■ **EXTRACTED INFORMATION**:
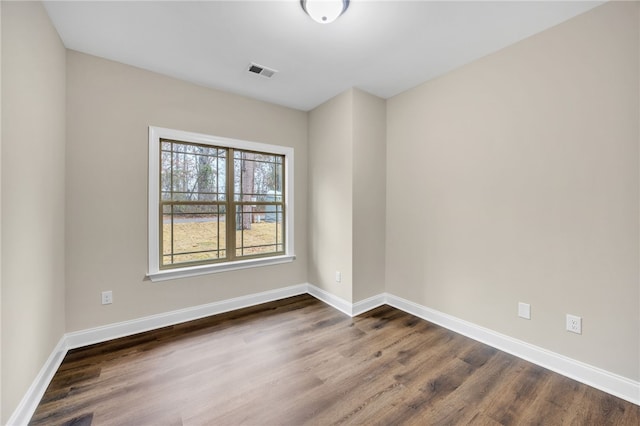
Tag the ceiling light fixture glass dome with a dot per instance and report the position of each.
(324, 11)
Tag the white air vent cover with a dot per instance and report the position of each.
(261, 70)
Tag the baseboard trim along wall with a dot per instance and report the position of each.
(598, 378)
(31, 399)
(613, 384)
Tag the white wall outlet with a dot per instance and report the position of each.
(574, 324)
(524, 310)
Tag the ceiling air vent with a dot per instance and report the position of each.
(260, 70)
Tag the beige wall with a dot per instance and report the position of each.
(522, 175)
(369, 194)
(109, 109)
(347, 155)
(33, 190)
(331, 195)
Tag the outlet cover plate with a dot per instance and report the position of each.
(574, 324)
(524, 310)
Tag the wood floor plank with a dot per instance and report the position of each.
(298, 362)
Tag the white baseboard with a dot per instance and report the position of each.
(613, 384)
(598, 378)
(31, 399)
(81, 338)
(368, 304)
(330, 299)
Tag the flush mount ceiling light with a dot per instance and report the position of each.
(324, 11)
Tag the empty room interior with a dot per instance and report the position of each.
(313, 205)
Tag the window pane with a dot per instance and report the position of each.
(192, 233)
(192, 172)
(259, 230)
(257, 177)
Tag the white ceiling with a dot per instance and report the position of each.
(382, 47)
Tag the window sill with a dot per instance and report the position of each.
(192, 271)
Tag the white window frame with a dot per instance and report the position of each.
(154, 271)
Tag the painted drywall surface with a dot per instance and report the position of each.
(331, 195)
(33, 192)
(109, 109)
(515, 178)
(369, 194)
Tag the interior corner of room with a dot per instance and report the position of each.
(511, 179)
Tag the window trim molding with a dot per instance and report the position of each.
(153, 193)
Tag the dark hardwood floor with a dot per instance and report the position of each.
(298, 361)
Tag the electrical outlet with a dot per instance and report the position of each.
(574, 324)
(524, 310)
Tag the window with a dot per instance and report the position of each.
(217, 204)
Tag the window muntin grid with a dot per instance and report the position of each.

...

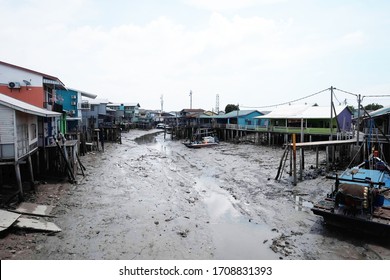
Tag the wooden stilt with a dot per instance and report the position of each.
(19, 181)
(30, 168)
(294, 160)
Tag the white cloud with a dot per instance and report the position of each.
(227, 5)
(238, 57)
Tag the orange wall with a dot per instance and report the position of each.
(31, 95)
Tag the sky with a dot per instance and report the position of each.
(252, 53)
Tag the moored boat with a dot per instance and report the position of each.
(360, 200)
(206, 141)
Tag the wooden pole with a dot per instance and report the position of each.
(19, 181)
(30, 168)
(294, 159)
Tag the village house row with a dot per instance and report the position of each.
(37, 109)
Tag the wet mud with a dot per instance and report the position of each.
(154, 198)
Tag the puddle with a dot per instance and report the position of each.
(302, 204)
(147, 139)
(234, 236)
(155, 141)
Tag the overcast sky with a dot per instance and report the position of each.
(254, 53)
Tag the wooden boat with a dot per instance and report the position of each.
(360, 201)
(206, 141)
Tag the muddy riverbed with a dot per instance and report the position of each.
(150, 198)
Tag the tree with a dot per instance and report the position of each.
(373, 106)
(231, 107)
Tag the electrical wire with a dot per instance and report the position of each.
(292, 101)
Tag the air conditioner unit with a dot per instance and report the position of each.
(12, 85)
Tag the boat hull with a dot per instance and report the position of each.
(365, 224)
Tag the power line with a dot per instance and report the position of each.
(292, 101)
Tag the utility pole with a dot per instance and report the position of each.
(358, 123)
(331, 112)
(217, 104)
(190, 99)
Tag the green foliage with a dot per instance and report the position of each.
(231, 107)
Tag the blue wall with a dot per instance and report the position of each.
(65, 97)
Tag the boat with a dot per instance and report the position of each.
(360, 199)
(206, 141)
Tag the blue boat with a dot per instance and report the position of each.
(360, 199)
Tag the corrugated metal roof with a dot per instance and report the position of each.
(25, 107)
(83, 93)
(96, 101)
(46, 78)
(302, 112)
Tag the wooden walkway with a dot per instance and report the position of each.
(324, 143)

■ **WHAT YOU WILL DO**:
Report every line of the listing above that contains the string "light", reproducing each line in full. Case counts when matching.

■ **RESPONSE**:
Tag the ceiling light fixture glass dome with a dot per instance and report the position of each.
Tag the flush mount ceiling light with a dot per instance and report the position of each.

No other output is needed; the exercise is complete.